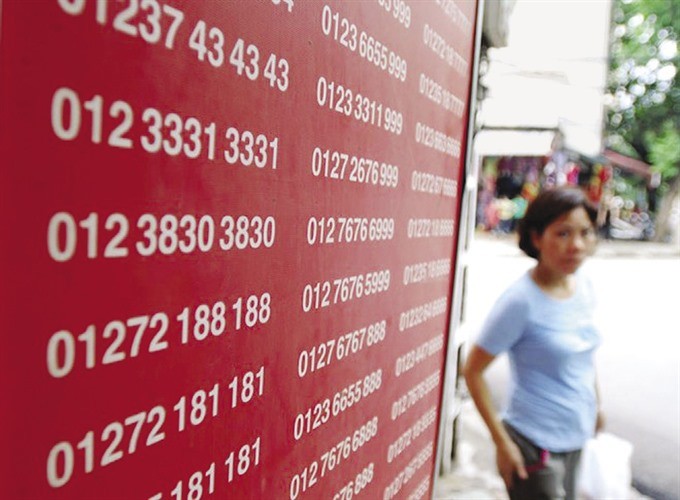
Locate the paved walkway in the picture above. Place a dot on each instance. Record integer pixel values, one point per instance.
(474, 474)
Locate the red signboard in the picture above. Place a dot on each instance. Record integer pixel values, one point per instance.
(229, 235)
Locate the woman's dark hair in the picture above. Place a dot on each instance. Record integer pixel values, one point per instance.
(548, 206)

:::

Can you recast the listing above as a Markdown table with the columns Row and Entry, giving each non-blank line its own numbered row and omitting the pictures?

| Row | Entry |
|---|---|
| 1 | Locate the paved walkway in the picture above. Place a dot on each instance. Record integer pixel values, one point per instance. |
| 2 | (474, 474) |
| 3 | Locate the red signboard in the picture above. Place a dot on each instance. Record integer pixel values, one point per instance. |
| 4 | (229, 235) |
| 5 | Locate the woman's dark hair in the picture above. Place a dot on each instance. Record integer pixel values, one point per instance. |
| 6 | (548, 206) |